Some records:

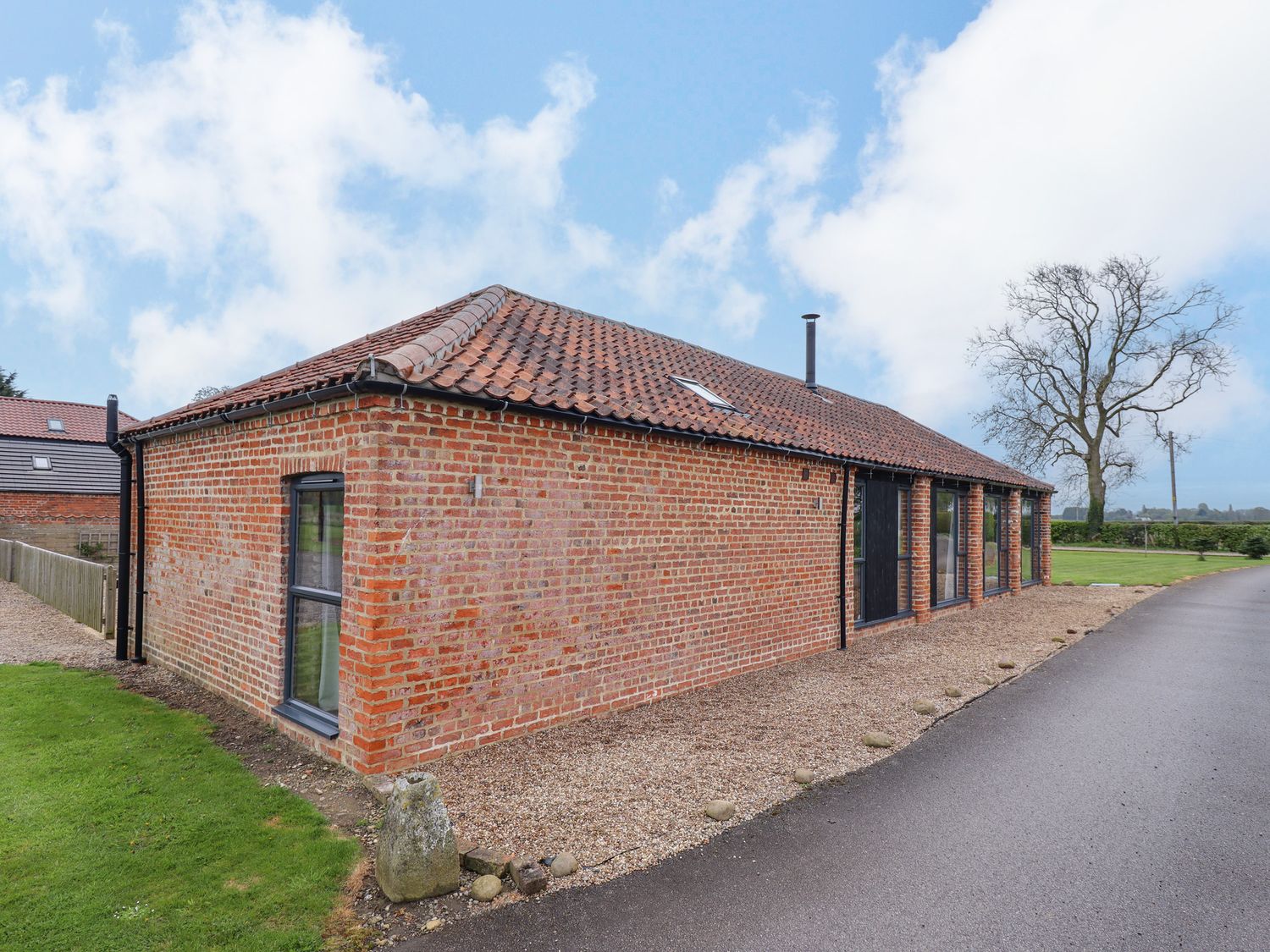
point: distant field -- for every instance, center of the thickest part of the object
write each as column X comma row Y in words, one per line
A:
column 1135, row 568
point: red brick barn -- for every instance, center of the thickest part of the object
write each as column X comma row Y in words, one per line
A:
column 58, row 482
column 505, row 513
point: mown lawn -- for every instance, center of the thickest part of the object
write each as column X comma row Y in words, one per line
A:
column 122, row 827
column 1135, row 568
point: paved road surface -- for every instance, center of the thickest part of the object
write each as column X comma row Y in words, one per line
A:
column 1117, row 797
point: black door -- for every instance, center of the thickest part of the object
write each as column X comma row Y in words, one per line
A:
column 881, row 535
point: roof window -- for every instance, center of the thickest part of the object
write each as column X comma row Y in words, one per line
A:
column 704, row 393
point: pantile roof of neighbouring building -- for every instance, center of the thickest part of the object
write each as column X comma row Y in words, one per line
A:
column 505, row 345
column 28, row 418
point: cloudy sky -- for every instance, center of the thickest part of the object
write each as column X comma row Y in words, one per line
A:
column 202, row 195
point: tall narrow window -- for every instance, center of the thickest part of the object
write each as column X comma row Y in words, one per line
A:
column 904, row 553
column 947, row 542
column 314, row 598
column 991, row 543
column 858, row 522
column 1029, row 532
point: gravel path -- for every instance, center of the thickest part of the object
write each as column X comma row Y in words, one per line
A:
column 625, row 791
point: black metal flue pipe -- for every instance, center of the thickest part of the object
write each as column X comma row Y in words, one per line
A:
column 810, row 349
column 121, row 583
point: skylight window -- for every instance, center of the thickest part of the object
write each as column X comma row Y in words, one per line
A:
column 704, row 393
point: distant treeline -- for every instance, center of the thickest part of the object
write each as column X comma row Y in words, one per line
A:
column 1226, row 537
column 1201, row 513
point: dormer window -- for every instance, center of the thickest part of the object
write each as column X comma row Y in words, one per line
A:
column 704, row 393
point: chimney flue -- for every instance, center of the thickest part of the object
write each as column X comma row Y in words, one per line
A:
column 810, row 349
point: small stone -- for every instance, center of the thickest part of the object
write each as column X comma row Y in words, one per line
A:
column 721, row 810
column 528, row 876
column 485, row 862
column 484, row 889
column 416, row 856
column 563, row 865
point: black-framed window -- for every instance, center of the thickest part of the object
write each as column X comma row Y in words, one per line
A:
column 996, row 543
column 904, row 551
column 949, row 533
column 1029, row 538
column 314, row 598
column 858, row 522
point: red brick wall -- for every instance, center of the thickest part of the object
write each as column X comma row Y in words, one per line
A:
column 53, row 520
column 599, row 569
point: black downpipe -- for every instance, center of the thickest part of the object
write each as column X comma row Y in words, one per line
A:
column 139, row 629
column 121, row 583
column 842, row 559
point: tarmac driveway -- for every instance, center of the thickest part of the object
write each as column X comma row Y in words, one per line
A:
column 1117, row 797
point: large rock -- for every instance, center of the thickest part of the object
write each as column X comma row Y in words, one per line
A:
column 417, row 855
column 485, row 889
column 485, row 862
column 528, row 876
column 721, row 810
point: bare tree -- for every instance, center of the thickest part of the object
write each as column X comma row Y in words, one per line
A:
column 1090, row 355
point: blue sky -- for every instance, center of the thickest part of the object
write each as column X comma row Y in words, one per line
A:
column 201, row 195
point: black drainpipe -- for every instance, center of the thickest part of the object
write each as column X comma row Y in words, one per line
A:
column 842, row 559
column 139, row 627
column 121, row 583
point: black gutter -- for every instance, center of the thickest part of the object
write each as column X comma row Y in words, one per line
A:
column 140, row 621
column 121, row 583
column 414, row 390
column 842, row 559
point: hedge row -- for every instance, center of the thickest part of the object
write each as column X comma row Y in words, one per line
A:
column 1229, row 537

DESCRIPTION OF THE TASK: Arrange all of the data above as a Markdown table with two columns, Row and Line, giving each line a row number and leaving out blank lines. Leave the pictures out of the answer.

EXPECTED OUTPUT:
| Row | Line |
|---|---|
| 1 | point: distant field -- for every instance, center of the thickest part of the object |
| 2 | write each as column X comma row Y in words, one per line |
| 3 | A: |
| 4 | column 1135, row 568 |
| 5 | point: red brick barn -- for every instance, center of the thickest part of the object |
| 6 | write each as column X comma row Y in words, one per line |
| 7 | A: |
| 8 | column 58, row 482 |
| 9 | column 505, row 513 |
| 10 | point: mown lawn -- for every instance, center of the thickest part of the object |
| 11 | write each as column X comma row Y in words, one per line |
| 12 | A: |
| 13 | column 122, row 827 |
| 14 | column 1135, row 568 |
| 15 | point: paved road surface -- for every instance, center of the thickest part of the object |
| 16 | write each as column X comma row Y in words, one per line |
| 17 | A: |
| 18 | column 1117, row 797 |
| 19 | point: black door -- for every instance, center of the thickest part of the object |
| 20 | write each as column X comma row Y in words, one per line |
| 21 | A: |
| 22 | column 881, row 535 |
| 23 | point: roof window -- for every instance, center of the thickest part of the object |
| 24 | write each as column X comma row Y in words, one per line |
| 25 | A: |
| 26 | column 704, row 393 |
| 27 | point: pantile roof of neighbouring building -- for every instance, center of the thickest part of the object |
| 28 | write each as column X comma row Y in words, one per line |
| 29 | A: |
| 30 | column 505, row 345 |
| 31 | column 28, row 418 |
| 32 | point: cloudy sky -- for every instance, center of the thickest part of the object |
| 33 | write each as column X comma row Y in words, one per line |
| 34 | A: |
| 35 | column 202, row 195 |
| 36 | point: tall narrow window -- for every instance, center of the thickest part of the object |
| 37 | write each as column X comma row Y in words, one per line |
| 38 | A: |
| 39 | column 904, row 553 |
| 40 | column 947, row 542 |
| 41 | column 314, row 598 |
| 42 | column 991, row 543 |
| 43 | column 858, row 522 |
| 44 | column 1029, row 532 |
| 45 | point: gravel path -- for every instance, center of the thickest part of the object |
| 46 | write each as column X comma row Y in words, one per line |
| 47 | A: |
| 48 | column 625, row 791 |
| 49 | point: black metal flue pipe -- for every instance, center of the thickest part of the object |
| 50 | write each as column X comma row Y in words, one per line |
| 51 | A: |
| 52 | column 810, row 349 |
| 53 | column 121, row 583 |
| 54 | point: skylight window -- for every instance, center of the thickest part of the object |
| 55 | write each as column X comma row Y in words, one per line |
| 56 | A: |
| 57 | column 704, row 393 |
| 58 | point: distant treeline -- for every instance, center of the thickest part of the object |
| 59 | write each as column X comma row Y in words, one per line |
| 60 | A: |
| 61 | column 1226, row 537 |
| 62 | column 1201, row 513 |
| 63 | point: dormer window -- for every instance, center of the thickest part of the object |
| 64 | write each as column X comma row Y in words, one per line |
| 65 | A: |
| 66 | column 704, row 393 |
| 67 | point: chimney flue -- for every instance, center of the thickest part of the object |
| 68 | write each as column X comma row Y in words, one per line |
| 69 | A: |
| 70 | column 810, row 349 |
| 71 | point: small stone -- for every instance, center of the thickest part of the object |
| 72 | write each as column X comma row Y in words, one per line |
| 73 | A: |
| 74 | column 721, row 810 |
| 75 | column 528, row 876 |
| 76 | column 485, row 862 |
| 77 | column 484, row 889 |
| 78 | column 416, row 856 |
| 79 | column 563, row 865 |
| 80 | point: black-framed window -- for every instance, center of the thickest part of the object |
| 81 | write each as column X comma row Y in words, one per line |
| 82 | A: |
| 83 | column 996, row 543 |
| 84 | column 904, row 551 |
| 85 | column 949, row 533 |
| 86 | column 1029, row 538 |
| 87 | column 314, row 598 |
| 88 | column 858, row 522 |
| 89 | point: red brick wall -- for every instance, center of the thickest part of the object |
| 90 | write each as column X comma row Y in words, one per line |
| 91 | A: |
| 92 | column 53, row 520 |
| 93 | column 599, row 569 |
| 94 | point: black downpipe -- for every instance, center of the thickest part of the object |
| 95 | write each as column X comma row Y in words, one per line |
| 96 | A: |
| 97 | column 139, row 629 |
| 98 | column 121, row 583 |
| 99 | column 842, row 559 |
| 100 | point: tarmac driveway -- for every instance, center of the thickest part of the object |
| 101 | write each as column X comma row Y in words, one per line |
| 102 | A: |
| 103 | column 1117, row 797 |
| 104 | point: large rock -- for every instance, center of the thickest part of the object |
| 105 | write each as column X comma row Y in words, one per line |
| 106 | A: |
| 107 | column 417, row 855 |
| 108 | column 485, row 889 |
| 109 | column 485, row 862 |
| 110 | column 528, row 876 |
| 111 | column 721, row 810 |
| 112 | point: bare tree -- for every instance, center of the thickest part of the object |
| 113 | write each as column X comma row Y in words, one per line |
| 114 | A: |
| 115 | column 1090, row 355 |
| 116 | point: blue sky -- for every instance, center of the thickest part of the object |
| 117 | write each as column X comma row Y in words, one per line |
| 118 | A: |
| 119 | column 201, row 195 |
| 120 | point: black drainpipe -- for every instance, center of the thickest part of the object |
| 121 | write each as column X comma row Y in words, one per line |
| 122 | A: |
| 123 | column 842, row 559 |
| 124 | column 139, row 627 |
| 125 | column 121, row 583 |
| 126 | point: black gutter -- for every instance, center of the thickest part of the object |
| 127 | write each as column X comma row Y in words, one per line |
| 128 | A: |
| 129 | column 140, row 621 |
| 130 | column 121, row 583 |
| 131 | column 414, row 390 |
| 132 | column 842, row 559 |
| 133 | point: hedge row -- for every instance, center of the thickest part of the object |
| 134 | write each as column X comma row Y in words, one per line |
| 135 | A: |
| 136 | column 1229, row 537 |